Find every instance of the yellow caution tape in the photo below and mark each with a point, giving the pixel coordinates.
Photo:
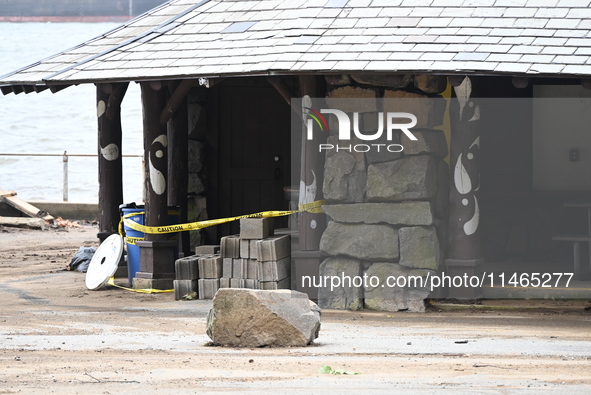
(132, 240)
(314, 207)
(143, 291)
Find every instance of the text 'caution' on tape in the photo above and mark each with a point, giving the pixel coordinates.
(313, 207)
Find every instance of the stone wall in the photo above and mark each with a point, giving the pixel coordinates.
(197, 204)
(387, 212)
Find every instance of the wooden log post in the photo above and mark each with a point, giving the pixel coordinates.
(312, 173)
(109, 98)
(156, 250)
(306, 261)
(178, 156)
(464, 254)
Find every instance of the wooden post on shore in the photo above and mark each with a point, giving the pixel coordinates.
(306, 261)
(464, 254)
(156, 252)
(311, 226)
(178, 159)
(109, 98)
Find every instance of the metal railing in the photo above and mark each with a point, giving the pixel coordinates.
(65, 158)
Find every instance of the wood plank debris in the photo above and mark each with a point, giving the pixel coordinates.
(16, 202)
(22, 222)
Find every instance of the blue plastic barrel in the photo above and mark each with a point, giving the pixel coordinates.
(132, 236)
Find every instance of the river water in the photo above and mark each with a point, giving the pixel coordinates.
(54, 123)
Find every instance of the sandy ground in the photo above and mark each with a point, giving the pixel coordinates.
(58, 337)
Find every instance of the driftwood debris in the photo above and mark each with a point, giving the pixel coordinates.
(16, 202)
(23, 222)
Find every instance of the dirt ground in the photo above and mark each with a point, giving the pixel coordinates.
(58, 337)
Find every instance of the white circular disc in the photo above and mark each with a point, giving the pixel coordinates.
(104, 262)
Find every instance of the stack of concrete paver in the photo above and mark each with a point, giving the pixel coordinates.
(256, 259)
(199, 273)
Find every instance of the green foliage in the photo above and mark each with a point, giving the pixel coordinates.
(325, 369)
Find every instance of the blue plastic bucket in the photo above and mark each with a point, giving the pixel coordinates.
(132, 236)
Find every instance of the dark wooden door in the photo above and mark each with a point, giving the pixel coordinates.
(253, 151)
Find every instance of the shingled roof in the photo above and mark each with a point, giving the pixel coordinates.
(190, 38)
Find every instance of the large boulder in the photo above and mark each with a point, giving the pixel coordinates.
(258, 318)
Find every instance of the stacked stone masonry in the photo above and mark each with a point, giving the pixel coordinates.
(387, 211)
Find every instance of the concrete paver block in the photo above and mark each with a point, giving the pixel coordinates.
(255, 228)
(227, 267)
(235, 283)
(253, 250)
(252, 269)
(210, 266)
(224, 282)
(244, 248)
(276, 270)
(230, 246)
(238, 271)
(208, 287)
(272, 285)
(250, 283)
(207, 249)
(184, 287)
(273, 248)
(187, 268)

> _EXERCISE AIM_
Can you put the data from the line containing "Find every instance of the large" through the end of the data into a Markdown table? Use a Row column with a running number and a Text column for each line, and skip any blank lines.

> _CORRECT OUTPUT_
| Row | Text |
|---|---|
| 1 | Find every instance of the large boulder in the photo above and mark each with a point, giving the pixel coordinates. |
| 2 | (258, 318) |
| 3 | Find every instance of the stacked stone masonry in the photo above and mark each with a point, giving the pixel coordinates. |
| 4 | (387, 211) |
| 5 | Find every instance of the concrete paver block in the photo above and mark each with a point, giving the pixel coordinates. |
| 6 | (255, 228) |
| 7 | (227, 267) |
| 8 | (235, 283) |
| 9 | (253, 250) |
| 10 | (252, 269) |
| 11 | (210, 266) |
| 12 | (224, 282) |
| 13 | (244, 248) |
| 14 | (276, 270) |
| 15 | (230, 246) |
| 16 | (238, 271) |
| 17 | (208, 287) |
| 18 | (272, 285) |
| 19 | (250, 283) |
| 20 | (207, 249) |
| 21 | (184, 287) |
| 22 | (273, 248) |
| 23 | (187, 268) |